## Exercise objective
Rewrite the section of the post about RBD snapshot backups that opens with the words containing "This seems to" and closes with "requirement or not.", replacing "freeze" with "quiesce".

## Document segment

Hi list,
I'm running libvirt qemu guests on RBD, and currently taking backups by
issuing a domfsfreeze, taking a snapshot, and then issuing a domfsthaw.
This seems to be a common approach.
This is safe, but it's impactful: the guest has frozen I/O for the
duration of the snapshot. This is usually only a few seconds.
Unfortunately, the freeze action doesn't seem to be very reliable.
Sometimes it times out, leaving the guest in a messy situation with
frozen I/O (thaw times out too when this happens, or returns success but
FSes end up frozen anyway). This is clearly a bug somewhere, but I
wonder whether the freeze is a hard requirement or not.
Are there any atomicity guarantees for RBD snapshots taken *without*
freezing the filesystem? Obviously the filesystem will be dirty and will
require journal recovery, but that is okay; it's equivalent to a hard
shutdown/crash. But is there any chance of corruption related to the
snapshot being taken in a non-atomic fashion? Filesystems and
applications these days should have no trouble with hard shutdowns, as
long as storage writes follow ordering guarantees (no writes getting
reordered across a barrier and such).

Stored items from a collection
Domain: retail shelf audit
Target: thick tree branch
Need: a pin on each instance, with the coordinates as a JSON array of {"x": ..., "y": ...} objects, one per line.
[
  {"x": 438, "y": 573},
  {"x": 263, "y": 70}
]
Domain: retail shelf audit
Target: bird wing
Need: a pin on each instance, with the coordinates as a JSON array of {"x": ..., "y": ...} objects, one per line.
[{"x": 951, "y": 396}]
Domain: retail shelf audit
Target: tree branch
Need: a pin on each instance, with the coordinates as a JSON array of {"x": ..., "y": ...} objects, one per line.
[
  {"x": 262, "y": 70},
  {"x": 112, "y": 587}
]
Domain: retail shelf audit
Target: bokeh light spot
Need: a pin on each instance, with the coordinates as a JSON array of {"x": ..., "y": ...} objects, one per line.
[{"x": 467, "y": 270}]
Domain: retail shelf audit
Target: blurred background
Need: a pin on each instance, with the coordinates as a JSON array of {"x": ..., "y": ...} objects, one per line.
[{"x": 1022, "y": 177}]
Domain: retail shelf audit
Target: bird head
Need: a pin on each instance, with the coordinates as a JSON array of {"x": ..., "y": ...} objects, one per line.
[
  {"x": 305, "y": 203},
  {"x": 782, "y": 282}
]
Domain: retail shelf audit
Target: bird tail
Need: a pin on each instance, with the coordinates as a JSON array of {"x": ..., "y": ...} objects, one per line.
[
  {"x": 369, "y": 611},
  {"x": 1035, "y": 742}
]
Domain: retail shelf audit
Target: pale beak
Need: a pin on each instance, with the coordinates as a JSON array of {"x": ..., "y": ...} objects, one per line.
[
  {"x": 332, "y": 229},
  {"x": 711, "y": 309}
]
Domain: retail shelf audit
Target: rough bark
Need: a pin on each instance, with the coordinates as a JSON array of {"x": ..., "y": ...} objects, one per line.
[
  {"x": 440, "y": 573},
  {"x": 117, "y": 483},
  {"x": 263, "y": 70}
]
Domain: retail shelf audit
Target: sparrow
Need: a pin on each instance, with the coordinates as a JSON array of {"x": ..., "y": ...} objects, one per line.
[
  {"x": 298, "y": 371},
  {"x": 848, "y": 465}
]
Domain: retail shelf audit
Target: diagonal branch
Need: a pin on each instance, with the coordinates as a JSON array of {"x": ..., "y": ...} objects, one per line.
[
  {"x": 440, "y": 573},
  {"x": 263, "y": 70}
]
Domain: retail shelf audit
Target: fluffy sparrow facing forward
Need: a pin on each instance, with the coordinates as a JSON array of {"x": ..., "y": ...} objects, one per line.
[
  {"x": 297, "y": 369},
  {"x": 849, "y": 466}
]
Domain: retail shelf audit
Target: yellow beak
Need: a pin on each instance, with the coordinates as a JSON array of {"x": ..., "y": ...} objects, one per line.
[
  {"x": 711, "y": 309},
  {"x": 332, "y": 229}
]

## Answer to the task
This seems to be a common approach.
This is safe, but it's impactful: the guest has frozen I/O for the
duration of the snapshot. This is usually only a few seconds.
Unfortunately, the quiesce action doesn't seem to be very reliable.
Sometimes it times out, leaving the guest in a messy situation with
frozen I/O (thaw times out too when this happens, or returns success but
FSes end up frozen anyway). This is clearly a bug somewhere, but I
wonder whether the quiesce is a hard requirement or not.